**SOURCE INFORMATION**
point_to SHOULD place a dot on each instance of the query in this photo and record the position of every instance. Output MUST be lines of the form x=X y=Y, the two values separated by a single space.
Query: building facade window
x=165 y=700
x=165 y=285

...

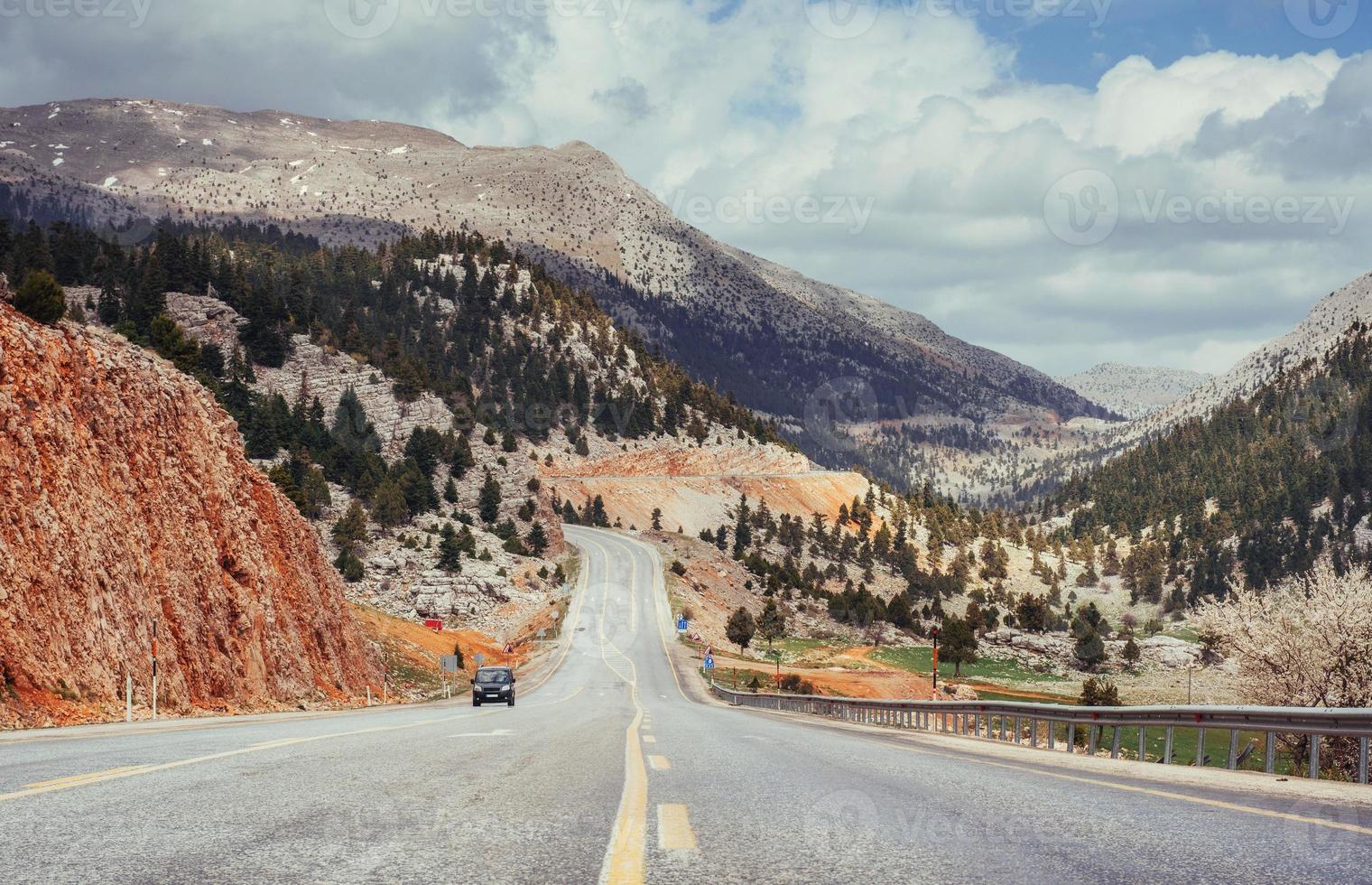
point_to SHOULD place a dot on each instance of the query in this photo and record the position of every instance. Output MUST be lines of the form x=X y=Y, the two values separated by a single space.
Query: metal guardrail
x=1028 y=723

...

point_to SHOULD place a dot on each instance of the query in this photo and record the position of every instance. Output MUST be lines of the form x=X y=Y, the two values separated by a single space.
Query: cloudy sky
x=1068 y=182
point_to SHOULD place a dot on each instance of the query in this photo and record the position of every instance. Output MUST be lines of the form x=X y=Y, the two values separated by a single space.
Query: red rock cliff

**PROBLEM DETAILS**
Once you find the line with "Query: cloudy sky" in the entries above, output it and each line after it up to and including the line with "Query: red rock cliff", and nothing else.

**RESPONSE TO THIS TASK**
Query: cloudy sky
x=1068 y=182
point_to SHOULD place a dot on each instance of the query in this photo and record the position of every instance. Output MUST be lines of the form x=X y=Y, the two values separated by a single space.
Query: red rock cliff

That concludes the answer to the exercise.